* **Work required**: Copy the material from its start through the line containing "[0, 172, 31, 182]", and swap "fishing boat" for "rowboat" while leaving everything else as it is.

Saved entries
■ ■ ■ ■

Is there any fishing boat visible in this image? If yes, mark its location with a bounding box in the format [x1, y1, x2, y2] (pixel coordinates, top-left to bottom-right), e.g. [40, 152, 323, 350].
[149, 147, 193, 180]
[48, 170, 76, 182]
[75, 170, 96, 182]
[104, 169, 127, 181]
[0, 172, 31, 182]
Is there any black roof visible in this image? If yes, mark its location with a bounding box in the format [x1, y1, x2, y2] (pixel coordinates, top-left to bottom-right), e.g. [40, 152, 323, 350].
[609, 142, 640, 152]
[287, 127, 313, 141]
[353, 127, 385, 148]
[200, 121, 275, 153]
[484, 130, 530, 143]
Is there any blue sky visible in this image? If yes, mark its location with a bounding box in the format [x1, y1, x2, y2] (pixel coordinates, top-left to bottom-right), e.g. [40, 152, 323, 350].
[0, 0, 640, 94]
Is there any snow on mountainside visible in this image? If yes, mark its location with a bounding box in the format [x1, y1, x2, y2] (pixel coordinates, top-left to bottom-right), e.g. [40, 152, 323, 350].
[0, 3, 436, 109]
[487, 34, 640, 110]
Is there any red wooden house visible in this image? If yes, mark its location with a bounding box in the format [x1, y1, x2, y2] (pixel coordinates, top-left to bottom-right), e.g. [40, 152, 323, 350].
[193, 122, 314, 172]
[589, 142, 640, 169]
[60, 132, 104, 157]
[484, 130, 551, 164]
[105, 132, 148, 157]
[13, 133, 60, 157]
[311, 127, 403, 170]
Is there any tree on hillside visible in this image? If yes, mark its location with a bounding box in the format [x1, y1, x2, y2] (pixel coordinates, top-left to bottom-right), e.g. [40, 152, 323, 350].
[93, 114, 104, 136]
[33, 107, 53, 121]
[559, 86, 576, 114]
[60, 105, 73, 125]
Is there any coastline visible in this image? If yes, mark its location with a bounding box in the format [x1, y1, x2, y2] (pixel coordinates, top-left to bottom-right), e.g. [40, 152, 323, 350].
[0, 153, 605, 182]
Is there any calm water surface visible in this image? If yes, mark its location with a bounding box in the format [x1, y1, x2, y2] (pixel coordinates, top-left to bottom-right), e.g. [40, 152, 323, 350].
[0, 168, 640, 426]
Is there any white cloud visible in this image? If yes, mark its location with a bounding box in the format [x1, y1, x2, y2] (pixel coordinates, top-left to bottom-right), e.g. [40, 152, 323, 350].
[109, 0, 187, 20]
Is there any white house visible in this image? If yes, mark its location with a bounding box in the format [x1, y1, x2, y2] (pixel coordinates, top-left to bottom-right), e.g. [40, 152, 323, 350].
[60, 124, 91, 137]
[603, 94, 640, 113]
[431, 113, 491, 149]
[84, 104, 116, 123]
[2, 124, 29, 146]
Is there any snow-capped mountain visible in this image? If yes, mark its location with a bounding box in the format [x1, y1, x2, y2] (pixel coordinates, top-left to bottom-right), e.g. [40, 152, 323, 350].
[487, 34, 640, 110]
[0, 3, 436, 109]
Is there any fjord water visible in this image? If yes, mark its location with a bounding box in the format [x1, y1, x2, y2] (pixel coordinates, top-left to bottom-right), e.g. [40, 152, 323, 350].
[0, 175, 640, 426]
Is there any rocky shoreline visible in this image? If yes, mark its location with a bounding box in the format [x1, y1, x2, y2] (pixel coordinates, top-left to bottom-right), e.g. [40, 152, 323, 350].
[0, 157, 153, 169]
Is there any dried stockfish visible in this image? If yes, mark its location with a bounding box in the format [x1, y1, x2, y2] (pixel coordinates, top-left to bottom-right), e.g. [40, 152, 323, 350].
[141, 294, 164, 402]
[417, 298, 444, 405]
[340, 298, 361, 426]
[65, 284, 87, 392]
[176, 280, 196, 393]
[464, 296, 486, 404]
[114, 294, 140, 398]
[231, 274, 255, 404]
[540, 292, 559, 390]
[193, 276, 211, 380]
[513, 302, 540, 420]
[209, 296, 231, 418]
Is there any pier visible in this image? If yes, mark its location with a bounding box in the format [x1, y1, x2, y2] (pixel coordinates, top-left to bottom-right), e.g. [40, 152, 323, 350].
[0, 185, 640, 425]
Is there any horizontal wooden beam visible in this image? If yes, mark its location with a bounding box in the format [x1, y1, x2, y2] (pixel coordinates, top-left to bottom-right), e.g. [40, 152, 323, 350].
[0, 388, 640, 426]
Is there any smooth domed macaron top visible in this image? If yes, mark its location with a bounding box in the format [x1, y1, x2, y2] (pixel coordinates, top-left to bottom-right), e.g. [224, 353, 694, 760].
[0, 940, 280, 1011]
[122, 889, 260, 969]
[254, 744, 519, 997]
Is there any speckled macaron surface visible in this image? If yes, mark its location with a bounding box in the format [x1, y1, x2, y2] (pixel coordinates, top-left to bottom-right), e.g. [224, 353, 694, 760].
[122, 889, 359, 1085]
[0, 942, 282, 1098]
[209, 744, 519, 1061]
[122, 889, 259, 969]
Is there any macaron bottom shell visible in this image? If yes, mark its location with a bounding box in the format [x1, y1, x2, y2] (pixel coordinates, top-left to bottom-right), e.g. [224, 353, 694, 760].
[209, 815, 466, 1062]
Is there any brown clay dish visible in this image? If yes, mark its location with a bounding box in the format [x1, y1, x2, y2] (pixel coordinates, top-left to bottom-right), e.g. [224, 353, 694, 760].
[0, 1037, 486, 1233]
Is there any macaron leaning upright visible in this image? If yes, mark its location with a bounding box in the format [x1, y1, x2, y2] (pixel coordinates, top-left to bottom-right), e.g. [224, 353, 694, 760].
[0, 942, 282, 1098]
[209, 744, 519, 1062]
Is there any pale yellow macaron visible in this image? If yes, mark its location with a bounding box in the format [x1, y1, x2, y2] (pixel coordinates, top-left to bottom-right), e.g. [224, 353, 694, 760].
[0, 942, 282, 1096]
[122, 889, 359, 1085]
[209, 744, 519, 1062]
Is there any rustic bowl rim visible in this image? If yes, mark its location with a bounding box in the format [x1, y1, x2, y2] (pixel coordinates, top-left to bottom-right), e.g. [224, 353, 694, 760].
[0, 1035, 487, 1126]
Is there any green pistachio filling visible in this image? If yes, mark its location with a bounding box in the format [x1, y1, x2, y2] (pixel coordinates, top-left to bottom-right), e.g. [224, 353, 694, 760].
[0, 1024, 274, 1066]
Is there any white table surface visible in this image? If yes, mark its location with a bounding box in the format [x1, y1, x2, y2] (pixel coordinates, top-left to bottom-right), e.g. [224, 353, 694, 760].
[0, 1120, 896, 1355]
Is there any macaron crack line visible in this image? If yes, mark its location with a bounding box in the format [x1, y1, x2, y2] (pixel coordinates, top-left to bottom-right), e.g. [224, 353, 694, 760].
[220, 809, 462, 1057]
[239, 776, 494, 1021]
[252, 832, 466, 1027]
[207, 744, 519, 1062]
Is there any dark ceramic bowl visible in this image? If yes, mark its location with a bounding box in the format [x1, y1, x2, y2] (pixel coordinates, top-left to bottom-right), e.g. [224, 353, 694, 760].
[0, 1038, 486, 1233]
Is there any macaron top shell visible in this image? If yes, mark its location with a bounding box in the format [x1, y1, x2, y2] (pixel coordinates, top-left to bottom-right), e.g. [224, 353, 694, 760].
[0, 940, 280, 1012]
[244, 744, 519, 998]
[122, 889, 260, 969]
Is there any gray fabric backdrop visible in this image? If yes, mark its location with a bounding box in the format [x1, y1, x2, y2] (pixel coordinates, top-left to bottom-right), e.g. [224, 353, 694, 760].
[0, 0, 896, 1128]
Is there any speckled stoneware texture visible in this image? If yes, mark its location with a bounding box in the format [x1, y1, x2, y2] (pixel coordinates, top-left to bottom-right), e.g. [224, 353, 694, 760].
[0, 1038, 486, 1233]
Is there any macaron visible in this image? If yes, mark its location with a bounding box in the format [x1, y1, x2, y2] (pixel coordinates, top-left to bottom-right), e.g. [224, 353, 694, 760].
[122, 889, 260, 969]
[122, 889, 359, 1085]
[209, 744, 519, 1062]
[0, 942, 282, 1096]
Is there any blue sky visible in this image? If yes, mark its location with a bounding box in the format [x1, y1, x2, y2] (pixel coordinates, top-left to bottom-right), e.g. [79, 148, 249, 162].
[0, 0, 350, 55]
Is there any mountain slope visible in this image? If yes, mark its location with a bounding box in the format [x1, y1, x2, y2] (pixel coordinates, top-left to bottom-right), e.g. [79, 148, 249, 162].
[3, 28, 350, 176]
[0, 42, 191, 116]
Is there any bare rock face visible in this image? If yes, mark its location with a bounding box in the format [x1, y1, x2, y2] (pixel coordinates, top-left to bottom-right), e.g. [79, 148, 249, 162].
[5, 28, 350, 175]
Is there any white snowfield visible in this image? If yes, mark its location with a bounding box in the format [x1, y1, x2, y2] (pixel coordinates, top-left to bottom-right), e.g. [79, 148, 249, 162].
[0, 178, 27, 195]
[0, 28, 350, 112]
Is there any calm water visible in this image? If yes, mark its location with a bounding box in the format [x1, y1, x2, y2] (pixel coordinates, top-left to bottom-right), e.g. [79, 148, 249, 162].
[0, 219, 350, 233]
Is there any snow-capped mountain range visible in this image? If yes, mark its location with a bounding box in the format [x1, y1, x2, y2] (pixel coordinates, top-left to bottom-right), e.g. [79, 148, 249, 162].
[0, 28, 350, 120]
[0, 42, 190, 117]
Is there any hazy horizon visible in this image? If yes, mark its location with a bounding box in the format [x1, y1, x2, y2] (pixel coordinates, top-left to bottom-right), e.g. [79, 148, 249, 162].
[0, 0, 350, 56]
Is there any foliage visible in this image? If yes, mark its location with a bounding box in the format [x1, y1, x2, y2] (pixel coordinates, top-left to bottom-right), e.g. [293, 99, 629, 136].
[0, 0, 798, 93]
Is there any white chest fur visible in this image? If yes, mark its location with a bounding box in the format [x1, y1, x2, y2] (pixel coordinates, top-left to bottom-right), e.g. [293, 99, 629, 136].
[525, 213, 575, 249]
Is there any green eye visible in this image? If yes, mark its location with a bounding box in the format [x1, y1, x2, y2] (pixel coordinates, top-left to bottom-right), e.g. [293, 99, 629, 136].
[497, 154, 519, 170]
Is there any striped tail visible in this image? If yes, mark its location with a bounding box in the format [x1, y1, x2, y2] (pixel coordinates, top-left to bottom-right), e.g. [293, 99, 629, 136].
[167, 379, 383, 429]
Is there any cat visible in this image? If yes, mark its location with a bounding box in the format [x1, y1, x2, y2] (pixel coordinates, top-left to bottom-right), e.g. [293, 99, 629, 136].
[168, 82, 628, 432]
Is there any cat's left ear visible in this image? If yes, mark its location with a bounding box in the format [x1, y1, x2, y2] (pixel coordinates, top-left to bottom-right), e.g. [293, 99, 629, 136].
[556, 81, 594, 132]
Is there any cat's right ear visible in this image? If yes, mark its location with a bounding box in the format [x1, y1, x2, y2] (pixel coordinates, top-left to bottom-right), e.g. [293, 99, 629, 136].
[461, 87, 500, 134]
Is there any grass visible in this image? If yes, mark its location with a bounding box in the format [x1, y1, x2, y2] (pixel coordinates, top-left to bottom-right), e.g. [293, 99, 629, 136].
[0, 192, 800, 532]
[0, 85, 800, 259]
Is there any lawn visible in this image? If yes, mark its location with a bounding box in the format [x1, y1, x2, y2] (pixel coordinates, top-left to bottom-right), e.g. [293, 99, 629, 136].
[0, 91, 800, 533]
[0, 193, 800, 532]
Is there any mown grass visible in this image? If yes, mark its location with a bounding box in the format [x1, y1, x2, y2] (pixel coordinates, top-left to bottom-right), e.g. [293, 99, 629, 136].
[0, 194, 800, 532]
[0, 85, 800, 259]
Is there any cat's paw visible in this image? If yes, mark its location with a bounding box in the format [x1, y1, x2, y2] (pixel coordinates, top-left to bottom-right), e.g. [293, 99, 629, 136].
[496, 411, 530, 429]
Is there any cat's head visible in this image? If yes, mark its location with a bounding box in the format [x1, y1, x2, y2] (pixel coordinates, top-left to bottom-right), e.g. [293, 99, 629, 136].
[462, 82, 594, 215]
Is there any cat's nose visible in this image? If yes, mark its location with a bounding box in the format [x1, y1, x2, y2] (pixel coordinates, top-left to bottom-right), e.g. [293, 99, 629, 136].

■ ■ ■ ■

* **Result of this task**:
Is there any rowboat visible in this image? If yes, mark its location with a bounding box in the format [x1, y1, x2, y2] (pixel coordinates, top-left to bottom-right), e.g. [40, 152, 323, 350].
[149, 147, 193, 180]
[48, 170, 76, 182]
[75, 170, 96, 182]
[104, 169, 127, 181]
[0, 172, 31, 182]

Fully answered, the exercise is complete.